Sorry the attachement as failed for some reason, may size or file format json unsupported can you send it to me stephane@signal18.io with a dump of the user table so that i can recreate it for test

nigel889 commented 6 years ago

@svaroqui ok

svaroqui commented 6 years ago

yop so the user passed to the function is "mrm" not surprise here ! the dump of mysql.user can help to reproduce

svaroqui commented 6 years ago

There is sql error log plugin in MariaDB that do not exist yet in Percona to track isifreplication-manager send wrong SQL command, other than that you can activate database general log and see the queries sent by replication-manager , i'm intrested in seeing the one SELECT MAX(Select_priv) as Select_priv, MAX(Process_priv) as Process_priv, with argument pass to it ?

**RECORDS PROVIDED**
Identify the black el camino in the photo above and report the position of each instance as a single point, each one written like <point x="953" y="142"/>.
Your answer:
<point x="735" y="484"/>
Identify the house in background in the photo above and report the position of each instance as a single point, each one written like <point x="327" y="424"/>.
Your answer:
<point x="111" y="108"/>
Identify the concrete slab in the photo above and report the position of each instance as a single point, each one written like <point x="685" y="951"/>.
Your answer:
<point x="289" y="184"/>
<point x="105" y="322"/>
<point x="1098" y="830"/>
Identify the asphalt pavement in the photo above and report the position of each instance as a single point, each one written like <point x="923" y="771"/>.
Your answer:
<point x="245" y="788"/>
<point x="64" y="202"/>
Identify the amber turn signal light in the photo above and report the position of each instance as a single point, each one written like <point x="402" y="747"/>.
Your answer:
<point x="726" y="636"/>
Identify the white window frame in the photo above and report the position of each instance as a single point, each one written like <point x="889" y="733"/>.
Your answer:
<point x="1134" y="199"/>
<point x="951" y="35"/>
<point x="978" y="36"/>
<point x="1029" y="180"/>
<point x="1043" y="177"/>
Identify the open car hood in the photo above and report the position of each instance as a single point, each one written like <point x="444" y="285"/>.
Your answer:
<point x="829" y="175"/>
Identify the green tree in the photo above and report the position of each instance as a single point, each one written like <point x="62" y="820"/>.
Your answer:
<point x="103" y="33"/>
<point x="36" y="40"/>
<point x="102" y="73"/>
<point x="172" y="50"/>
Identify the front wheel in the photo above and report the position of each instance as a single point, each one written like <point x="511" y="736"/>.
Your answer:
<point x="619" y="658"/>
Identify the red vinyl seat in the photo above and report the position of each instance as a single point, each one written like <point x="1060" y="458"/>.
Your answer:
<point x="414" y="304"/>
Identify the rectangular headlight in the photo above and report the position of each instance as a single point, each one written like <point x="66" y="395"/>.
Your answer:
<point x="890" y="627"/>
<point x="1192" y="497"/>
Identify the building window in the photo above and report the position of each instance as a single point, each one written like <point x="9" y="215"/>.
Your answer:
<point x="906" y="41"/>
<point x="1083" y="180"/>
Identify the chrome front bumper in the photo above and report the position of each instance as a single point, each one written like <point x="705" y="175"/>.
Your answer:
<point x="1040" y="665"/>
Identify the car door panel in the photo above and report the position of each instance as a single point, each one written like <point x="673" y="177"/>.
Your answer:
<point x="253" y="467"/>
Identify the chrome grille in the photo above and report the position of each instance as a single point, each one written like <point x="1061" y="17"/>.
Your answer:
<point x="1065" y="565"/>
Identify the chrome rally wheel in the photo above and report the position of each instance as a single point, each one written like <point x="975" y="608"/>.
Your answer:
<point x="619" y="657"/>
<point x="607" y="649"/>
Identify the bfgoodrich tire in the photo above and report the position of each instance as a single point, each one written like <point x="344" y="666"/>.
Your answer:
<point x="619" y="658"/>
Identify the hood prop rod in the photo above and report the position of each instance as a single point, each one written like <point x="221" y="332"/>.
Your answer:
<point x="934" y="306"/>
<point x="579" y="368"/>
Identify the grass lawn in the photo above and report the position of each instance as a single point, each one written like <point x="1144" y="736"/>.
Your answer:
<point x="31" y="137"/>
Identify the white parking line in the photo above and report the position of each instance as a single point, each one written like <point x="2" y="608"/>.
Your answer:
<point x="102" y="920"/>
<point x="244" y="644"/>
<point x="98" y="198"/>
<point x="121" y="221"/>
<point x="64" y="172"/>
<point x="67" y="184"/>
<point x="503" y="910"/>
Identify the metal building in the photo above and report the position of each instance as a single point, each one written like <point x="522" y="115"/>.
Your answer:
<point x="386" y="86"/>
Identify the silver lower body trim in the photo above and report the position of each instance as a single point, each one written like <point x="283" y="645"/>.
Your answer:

**DO THIS**
Answer these from the comment thread:
1. To which email address does the first comment ask for the attachment to be sent?
2. Which user was passed to the function?
3. Which database has an SQL error log plugin that does not yet exist in Percona?

**WRITTEN REPLY**
1. stephane@signal18.io
2. "mrm"
3. MariaDB